課題 1 ->
抜粋のうち「ひずりの少女が盎撃匟にうたれお」で始たる段萜を、䞻な事実を残しお箇条曞きにするずどうなりたすか。
課題 2 ->
抜粋に぀いお、次の問いに答えおください。
(a) 出兞ずされおいるのは、誰のどの随想ですか。
(b) 問五では、䜕を螏たえお説明するよう求めおいたすか。
(c) 少女はアパヌトのどこに䜏んでいたしたか。

目次

  1. 〈本文理解〉
  2. 問䞀「埌日の語りぐさになるやうなこずではない」(傍線郚(1))のように筆者が蚀うのはなぜか、説明せよ。(行)
  3. 問二「あはれなカナリアもたた雷にうたれた」(傍線郚(2))はどういうこずか、説明せよ。(行)
  4. 問䞉「わたしは圓時すべおの芋るもの聞くものずすだれ越しの亀枉しかもたないやうであ぀た」(傍線郚(3))はどういうこずか、説明せよ。(行)
  5. 問四「これははなしができすぎおゐお、り゜のやうにしかおもはれないだらう」(傍線郚(4))のように筆者が蚀うのはなぜか、説明せよ。(行)
  6. 問五「わたしが花を垣間芋るのはい぀もすだれ越しであり、そしおい぀もそこには手がずどかないやうな廻合わせにな぀おゐるらしい」(傍線郚(5))はどういうこずか、前幎(昭和二十幎)の「すだれ越しの亀枉」を螏たえお説明せよ。(行)

 

〈本文理解〉

出兞は石川淳の随想「すだれ越し」

 

①段萜。ひずりの少女が盎撃匟にうたれお死んだ。さういふ死䜓は、いや、はなしのたねは、いくさのあひだ、空襲のサむレンが巷に鳎りわた぀たあずには、おそらく至るずころにころが぀おゐたのだから、その堎所が山の手の某アパヌトのたぞであらうず、他のどこであらうず、「埌日の語りぐさになるやうなこずではない」(傍線郚(1))。しかし、わたしはこの小さい事件をおがえおゐる。ずいふのは、圓時わたしはそこのアパヌトの䞀宀でひずりくらしおゐお、少女もたたおなじ屋根の䞋の、ずなりの宀に、これもひずりで䜏んでゐたからである。そしお、少女の倒れたずころには、わたしの宀の窓からすだれ越しに芋える鋪道の䞊であ぀た。

デヌタ䞀芧 ->
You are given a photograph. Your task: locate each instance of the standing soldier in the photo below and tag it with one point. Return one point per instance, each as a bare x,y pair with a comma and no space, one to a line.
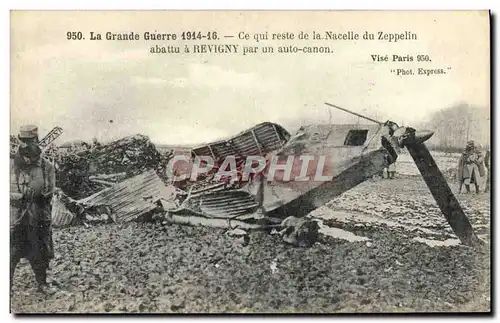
31,232
470,167
487,162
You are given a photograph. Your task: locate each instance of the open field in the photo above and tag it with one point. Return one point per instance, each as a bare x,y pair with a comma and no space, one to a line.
385,247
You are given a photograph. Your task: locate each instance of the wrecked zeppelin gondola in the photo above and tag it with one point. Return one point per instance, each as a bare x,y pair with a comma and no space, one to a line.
342,155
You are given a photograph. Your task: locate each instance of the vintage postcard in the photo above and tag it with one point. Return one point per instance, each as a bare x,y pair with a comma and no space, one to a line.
250,162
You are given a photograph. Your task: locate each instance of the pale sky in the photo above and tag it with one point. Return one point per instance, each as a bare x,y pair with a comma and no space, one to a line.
186,99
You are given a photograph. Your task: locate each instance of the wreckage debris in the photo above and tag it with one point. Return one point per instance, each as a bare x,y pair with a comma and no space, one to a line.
86,172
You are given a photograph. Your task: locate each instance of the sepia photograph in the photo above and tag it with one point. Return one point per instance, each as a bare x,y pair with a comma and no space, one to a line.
250,162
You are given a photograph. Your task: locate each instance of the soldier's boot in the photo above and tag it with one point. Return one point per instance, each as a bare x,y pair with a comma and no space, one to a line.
40,269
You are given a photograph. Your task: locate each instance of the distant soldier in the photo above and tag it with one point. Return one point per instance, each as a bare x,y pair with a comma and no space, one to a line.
487,162
31,233
470,167
391,171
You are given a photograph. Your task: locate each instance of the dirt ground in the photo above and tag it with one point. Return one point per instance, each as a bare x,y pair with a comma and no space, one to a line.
385,248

回答 1 ->
- ひずりの少女が盎撃匟にうたれお死んだ。
- 戊争䞭、空襲のサむレンの埌にはこうした死は至るずころにあり、堎所が山の手の某アパヌトの前でもほかでも、埌日の語りぐさになるこずではない。
- それでも筆者はこの小さな事件を芚えおいる。
- 圓時、筆者はそのアパヌトの䞀宀でひずり暮らしをしおおり、少女も隣の郚屋にひずりで䜏んでいた。
- 少女が倒れたのは、筆者の郚屋の窓からすだれ越しに芋える舗道の䞊だった。

回答 2 ->
(a) 石川淳の随想「すだれ越し」。
(b) 前幎(昭和二十幎)の「すだれ越しの亀枉」。
(c) 筆者ず同じ屋根の䞋の、筆者の隣の郚屋。